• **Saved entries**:
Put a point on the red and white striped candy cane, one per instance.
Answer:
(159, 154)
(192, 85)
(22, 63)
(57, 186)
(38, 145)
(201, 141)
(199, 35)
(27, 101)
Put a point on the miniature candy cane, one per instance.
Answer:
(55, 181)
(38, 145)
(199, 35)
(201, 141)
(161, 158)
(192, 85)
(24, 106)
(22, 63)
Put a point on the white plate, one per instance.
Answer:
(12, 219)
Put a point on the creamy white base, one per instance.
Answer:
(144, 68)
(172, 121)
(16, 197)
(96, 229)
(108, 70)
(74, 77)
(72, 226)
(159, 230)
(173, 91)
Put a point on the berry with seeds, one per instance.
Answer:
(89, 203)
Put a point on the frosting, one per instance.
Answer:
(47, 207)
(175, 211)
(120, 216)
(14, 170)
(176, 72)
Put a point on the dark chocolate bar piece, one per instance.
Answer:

• **What is needed**: Work out how many lines in the preceding data include the word "candy". State only that number.

• **Written solution**: 2